WHAT TO PRODUCE | How many of the lines below contain the word "soup"? Reply with the number only.

RECORDS TO USE |
↓↓↓

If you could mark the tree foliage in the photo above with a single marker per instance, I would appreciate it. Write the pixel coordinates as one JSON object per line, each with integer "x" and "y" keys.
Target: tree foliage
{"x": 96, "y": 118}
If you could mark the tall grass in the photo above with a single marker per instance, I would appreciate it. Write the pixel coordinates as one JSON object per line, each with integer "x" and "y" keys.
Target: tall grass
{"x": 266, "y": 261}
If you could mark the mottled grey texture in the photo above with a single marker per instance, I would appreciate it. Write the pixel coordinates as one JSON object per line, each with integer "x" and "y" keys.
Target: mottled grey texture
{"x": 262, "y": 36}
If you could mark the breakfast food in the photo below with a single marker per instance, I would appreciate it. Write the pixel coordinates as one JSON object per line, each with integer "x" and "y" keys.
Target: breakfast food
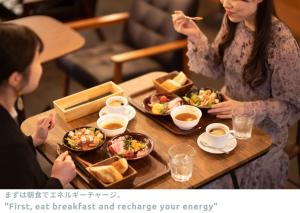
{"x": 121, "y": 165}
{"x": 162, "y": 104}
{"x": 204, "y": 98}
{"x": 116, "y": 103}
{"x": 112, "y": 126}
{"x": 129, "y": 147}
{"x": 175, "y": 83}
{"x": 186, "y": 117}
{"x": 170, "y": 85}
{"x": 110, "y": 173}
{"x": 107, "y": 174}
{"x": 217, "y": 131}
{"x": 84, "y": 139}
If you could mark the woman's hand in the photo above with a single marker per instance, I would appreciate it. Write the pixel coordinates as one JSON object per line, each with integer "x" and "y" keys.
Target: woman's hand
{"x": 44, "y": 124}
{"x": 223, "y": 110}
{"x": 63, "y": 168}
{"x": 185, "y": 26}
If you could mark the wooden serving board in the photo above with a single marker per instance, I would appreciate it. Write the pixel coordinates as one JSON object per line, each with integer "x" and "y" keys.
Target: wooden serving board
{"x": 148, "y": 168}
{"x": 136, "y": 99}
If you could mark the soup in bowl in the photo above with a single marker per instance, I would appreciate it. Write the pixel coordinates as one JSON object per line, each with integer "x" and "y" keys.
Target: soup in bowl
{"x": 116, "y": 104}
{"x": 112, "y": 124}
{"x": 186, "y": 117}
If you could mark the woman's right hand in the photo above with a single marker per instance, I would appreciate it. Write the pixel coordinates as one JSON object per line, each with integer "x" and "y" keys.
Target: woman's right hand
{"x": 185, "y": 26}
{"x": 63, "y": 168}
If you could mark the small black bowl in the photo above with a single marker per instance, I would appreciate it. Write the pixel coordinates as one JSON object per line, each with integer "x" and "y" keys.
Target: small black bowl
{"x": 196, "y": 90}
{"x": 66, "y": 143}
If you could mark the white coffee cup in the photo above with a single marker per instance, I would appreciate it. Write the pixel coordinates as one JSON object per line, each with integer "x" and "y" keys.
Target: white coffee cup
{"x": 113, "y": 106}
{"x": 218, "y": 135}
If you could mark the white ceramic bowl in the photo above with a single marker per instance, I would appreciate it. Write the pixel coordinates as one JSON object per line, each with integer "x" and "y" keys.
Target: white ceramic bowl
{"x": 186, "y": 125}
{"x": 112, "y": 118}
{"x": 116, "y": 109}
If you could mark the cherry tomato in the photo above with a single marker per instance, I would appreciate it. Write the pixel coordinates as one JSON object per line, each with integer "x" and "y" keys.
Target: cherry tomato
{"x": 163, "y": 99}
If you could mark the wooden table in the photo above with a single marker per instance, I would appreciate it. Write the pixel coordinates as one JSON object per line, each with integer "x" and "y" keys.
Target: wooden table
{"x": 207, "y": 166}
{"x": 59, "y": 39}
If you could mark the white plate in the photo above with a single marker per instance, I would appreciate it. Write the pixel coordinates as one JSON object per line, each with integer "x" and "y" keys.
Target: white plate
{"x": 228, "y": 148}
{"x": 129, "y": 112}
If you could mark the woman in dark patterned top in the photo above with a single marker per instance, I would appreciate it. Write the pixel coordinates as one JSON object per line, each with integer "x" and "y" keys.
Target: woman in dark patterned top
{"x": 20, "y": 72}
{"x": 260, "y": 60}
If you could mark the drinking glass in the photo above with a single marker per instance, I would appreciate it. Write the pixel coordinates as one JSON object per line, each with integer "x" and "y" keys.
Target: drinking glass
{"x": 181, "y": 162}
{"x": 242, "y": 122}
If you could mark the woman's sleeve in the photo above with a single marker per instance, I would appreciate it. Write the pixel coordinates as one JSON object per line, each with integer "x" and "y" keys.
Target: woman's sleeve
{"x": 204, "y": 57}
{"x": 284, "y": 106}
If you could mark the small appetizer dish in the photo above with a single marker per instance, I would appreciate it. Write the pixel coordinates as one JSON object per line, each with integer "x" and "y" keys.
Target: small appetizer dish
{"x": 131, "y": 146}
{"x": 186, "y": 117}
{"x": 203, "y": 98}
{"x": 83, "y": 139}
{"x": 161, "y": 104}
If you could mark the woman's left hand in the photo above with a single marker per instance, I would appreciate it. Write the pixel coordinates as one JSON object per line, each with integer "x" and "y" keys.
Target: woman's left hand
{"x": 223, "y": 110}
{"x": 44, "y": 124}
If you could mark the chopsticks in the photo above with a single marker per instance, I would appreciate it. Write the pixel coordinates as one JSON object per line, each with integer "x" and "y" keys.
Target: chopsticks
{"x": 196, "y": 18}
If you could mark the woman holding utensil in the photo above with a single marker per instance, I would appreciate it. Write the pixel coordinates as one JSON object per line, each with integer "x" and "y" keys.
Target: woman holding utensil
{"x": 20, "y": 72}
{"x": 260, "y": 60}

↑↑↑
↓↓↓

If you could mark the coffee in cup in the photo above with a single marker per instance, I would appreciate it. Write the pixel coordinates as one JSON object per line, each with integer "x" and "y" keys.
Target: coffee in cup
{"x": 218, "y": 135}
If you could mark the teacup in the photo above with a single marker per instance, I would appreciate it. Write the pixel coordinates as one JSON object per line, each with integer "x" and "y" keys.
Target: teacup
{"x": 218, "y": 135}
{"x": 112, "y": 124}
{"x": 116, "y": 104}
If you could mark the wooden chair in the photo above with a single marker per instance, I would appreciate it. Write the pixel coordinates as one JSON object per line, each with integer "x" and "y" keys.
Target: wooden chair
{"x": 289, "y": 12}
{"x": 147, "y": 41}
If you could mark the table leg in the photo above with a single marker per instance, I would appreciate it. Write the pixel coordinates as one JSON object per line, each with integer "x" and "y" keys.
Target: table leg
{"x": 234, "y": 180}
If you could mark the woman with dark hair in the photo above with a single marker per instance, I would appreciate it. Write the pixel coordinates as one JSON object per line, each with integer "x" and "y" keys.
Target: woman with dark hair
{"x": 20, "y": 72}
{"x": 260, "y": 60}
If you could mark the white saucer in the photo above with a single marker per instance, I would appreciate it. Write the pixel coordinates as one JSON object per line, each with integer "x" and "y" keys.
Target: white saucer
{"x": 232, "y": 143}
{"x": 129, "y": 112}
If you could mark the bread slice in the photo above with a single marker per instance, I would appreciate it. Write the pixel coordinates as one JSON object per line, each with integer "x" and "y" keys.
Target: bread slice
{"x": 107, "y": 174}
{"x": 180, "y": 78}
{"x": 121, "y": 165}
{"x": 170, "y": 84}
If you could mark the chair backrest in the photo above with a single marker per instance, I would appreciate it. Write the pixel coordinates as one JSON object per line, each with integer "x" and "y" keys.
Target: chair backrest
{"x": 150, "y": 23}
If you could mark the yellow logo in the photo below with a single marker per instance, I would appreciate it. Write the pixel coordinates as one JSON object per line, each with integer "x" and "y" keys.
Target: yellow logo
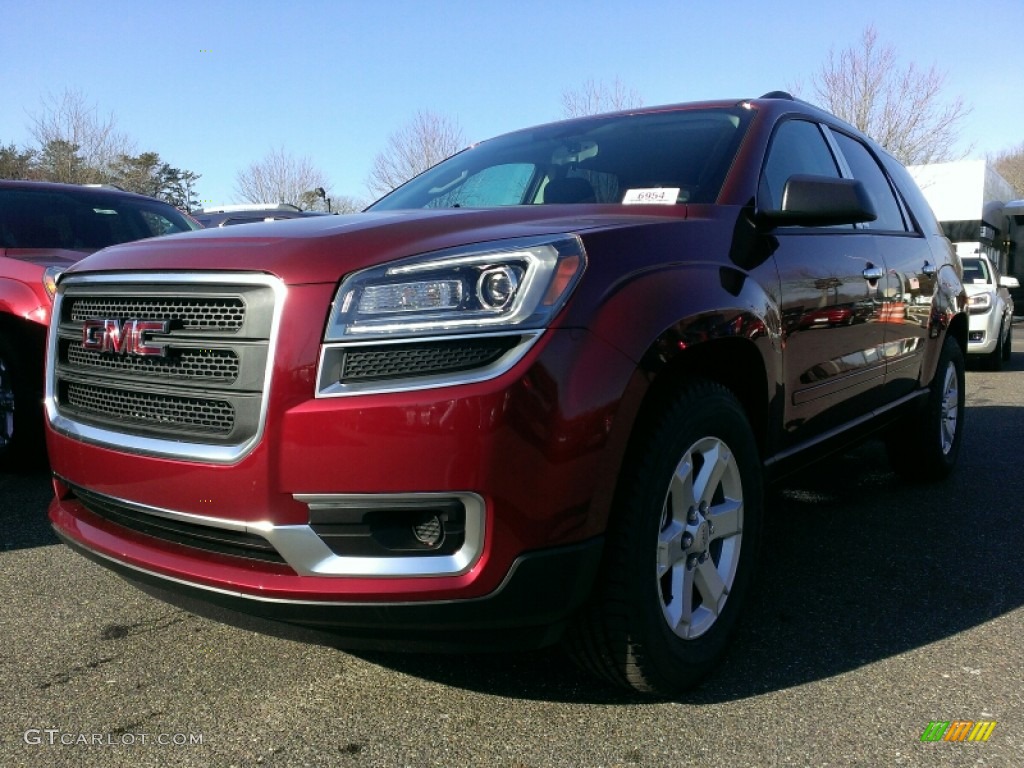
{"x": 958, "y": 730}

↑↑↑

EXERCISE RESULT | 2